● **ENTRIES**:
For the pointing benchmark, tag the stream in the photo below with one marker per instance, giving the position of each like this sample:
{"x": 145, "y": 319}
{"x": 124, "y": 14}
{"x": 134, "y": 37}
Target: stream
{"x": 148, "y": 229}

● **YOUR INSTRUCTIONS**: Write out every one of the lines above again, requests included. Multiply each x and y coordinate in the answers by 1.45 and round to whole numbers, with halves rounded up; the numbers in the requests and their sample format stay unchanged.

● **FINISHED ANSWER**:
For the pointing benchmark, tag the stream in the photo below with one marker per instance, giving the position of each like this sample:
{"x": 145, "y": 319}
{"x": 124, "y": 14}
{"x": 134, "y": 37}
Target: stream
{"x": 215, "y": 332}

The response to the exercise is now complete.